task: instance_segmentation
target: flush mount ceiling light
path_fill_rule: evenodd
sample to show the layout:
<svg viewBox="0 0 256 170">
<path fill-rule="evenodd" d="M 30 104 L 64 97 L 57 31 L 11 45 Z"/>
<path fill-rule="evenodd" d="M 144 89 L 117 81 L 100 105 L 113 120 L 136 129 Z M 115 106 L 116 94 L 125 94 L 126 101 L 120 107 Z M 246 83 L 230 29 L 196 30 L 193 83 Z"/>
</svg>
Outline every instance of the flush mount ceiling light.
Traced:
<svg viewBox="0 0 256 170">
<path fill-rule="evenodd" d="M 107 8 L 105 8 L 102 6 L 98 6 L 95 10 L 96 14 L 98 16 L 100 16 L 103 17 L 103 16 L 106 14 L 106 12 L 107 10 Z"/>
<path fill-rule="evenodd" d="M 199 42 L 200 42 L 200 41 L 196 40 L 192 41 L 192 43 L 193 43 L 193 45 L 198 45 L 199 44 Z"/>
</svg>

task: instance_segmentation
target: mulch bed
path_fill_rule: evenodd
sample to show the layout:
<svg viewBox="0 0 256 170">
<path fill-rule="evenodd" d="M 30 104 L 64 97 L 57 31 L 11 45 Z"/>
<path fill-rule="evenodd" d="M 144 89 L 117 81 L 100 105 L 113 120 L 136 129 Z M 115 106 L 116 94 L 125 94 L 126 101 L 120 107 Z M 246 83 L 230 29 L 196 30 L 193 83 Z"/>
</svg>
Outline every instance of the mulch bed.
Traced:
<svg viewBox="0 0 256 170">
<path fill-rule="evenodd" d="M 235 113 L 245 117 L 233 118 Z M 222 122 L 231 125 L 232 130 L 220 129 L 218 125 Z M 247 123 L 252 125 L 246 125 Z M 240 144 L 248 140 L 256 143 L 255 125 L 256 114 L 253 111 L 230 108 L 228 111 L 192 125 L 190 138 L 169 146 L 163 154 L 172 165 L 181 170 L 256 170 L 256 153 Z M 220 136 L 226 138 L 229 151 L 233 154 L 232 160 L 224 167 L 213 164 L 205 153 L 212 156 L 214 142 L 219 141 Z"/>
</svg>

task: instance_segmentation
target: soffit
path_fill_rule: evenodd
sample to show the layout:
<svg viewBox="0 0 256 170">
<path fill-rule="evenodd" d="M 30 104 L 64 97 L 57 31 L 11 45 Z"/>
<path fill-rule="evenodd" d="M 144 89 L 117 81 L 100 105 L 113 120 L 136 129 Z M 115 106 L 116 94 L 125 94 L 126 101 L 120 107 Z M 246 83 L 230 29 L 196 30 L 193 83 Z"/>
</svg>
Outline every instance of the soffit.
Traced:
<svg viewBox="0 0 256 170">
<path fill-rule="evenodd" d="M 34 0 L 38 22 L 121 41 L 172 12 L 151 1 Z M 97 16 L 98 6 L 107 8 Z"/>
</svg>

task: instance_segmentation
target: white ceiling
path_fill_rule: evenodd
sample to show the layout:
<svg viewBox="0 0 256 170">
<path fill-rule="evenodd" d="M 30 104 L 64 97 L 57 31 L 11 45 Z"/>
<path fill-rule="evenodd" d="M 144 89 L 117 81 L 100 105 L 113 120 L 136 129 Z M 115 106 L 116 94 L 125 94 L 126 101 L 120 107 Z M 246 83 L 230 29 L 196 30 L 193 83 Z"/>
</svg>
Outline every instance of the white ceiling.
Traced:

▶ **Exercise details**: Count the lines of the records that contain the string "Outline", with case significant, and reply with only that number.

▶ **Final result**: 4